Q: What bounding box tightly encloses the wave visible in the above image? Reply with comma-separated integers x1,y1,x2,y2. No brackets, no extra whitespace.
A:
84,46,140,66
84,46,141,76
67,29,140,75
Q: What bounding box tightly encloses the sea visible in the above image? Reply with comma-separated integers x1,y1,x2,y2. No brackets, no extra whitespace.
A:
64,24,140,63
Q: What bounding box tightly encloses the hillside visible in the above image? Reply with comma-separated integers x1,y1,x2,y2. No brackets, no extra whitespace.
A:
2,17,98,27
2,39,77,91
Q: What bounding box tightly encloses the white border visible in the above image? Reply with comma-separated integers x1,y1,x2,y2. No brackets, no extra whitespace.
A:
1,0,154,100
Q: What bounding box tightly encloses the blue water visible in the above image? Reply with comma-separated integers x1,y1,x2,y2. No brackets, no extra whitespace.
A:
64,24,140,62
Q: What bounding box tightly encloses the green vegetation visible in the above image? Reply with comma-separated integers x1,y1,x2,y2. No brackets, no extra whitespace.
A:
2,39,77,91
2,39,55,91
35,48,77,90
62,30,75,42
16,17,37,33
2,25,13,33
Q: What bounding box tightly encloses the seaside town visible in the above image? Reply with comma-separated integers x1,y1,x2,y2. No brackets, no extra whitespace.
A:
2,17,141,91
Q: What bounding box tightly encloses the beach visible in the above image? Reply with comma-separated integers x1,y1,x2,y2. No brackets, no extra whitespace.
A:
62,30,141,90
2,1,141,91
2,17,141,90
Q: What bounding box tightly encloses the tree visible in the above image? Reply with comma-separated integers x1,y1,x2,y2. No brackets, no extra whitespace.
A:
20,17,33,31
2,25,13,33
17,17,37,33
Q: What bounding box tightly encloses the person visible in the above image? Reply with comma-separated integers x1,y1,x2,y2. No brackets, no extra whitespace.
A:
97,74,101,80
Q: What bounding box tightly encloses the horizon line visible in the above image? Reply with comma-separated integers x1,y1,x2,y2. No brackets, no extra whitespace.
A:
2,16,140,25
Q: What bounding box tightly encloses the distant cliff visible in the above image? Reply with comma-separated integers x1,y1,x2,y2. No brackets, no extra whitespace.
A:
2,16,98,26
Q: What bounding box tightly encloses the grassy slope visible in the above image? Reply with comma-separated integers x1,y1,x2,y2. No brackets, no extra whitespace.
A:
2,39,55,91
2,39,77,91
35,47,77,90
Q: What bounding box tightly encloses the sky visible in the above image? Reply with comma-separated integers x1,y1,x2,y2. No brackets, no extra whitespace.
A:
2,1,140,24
------
Your instructions> Line by line, retype the records with no changes.

Answer below>
Q: What bounding box tightly encloses the wave visible in the above image? Reply with comma-separated integers x1,y1,x2,y2. No brackets, no extra whitespace.
A:
84,46,140,66
84,46,141,76
67,29,140,75
Q: What bounding box tightly encloses the sea visible in the above image? Reply with comma-separated integers x1,y1,x2,y2. No brackets, no extra whitespace.
A:
64,24,140,63
Q: What bounding box tightly encloses the hillside visible in the above image? Reply with comma-separated integers x1,y1,x2,y2. No brackets, no extra whitespace.
A:
2,17,98,27
2,39,77,91
Q: What bounding box tightly encloses the white border visible in the above image? Reply with comma-separated integers x1,y1,x2,y2. No brackets, no extra whitespace.
A:
1,0,154,100
Q: What bounding box tightly encloses the blue water visible in the above image? Reply with comma-separated integers x1,y1,x2,y2. No brackets, no extra whitespace.
A:
64,24,140,62
Q: What bounding box tightly encloses the green vegetation visible in the above image? Reply with comma-separated integers x1,y1,x2,y2. No brackets, no extra whitespace.
A:
2,39,77,91
2,39,55,91
35,48,77,90
62,30,75,42
16,17,37,33
2,25,13,33
Q: What bounding box tightly encloses the seaside town visible in the above image? Reply with comma-separated integers x1,y1,x2,y2. No brackets, no extra whitespace.
A:
2,17,141,91
Q: What bounding box tightly encloses the beach visible in the above image? Reply with comma-separated integers x1,y1,x2,y2. No brackets, no extra whitespace.
A:
62,30,141,90
2,1,141,91
2,17,141,90
Q: What bounding box tightly encloses the tree visible in the above image? Reply with comma-separated integers x1,y1,x2,y2. No brackets, no extra whitespace.
A:
20,17,33,31
2,25,13,33
17,17,37,33
Q: What bounding box tightly encloses the person visible in the above image? Reply with comma-separated integers x1,y1,x2,y2. No brackets, no extra whitespace.
A:
97,74,101,80
Q: What bounding box tightly encloses the horizon line visible in the above image? Reply with comma-separated integers x1,y1,x2,y2. No brackets, no extra whitespace.
A:
2,16,140,25
Q: What bounding box tightly encloses the distant cliff visible in the above image? Reply with comma-separated integers x1,y1,x2,y2. No brackets, no extra whitespace.
A:
2,16,98,26
Q: What bounding box tightly encloses the grassy slope visible in the above image? Reply with comma-separated integers x1,y1,x2,y2. No brackets, no extra whitespace.
A:
2,39,55,91
2,39,77,91
35,47,77,90
Q: What bounding box tightly encloses the sky visible in the above image? Reply with comma-separated integers x1,y1,x2,y2. No brackets, no extra whitespace.
A:
2,1,140,24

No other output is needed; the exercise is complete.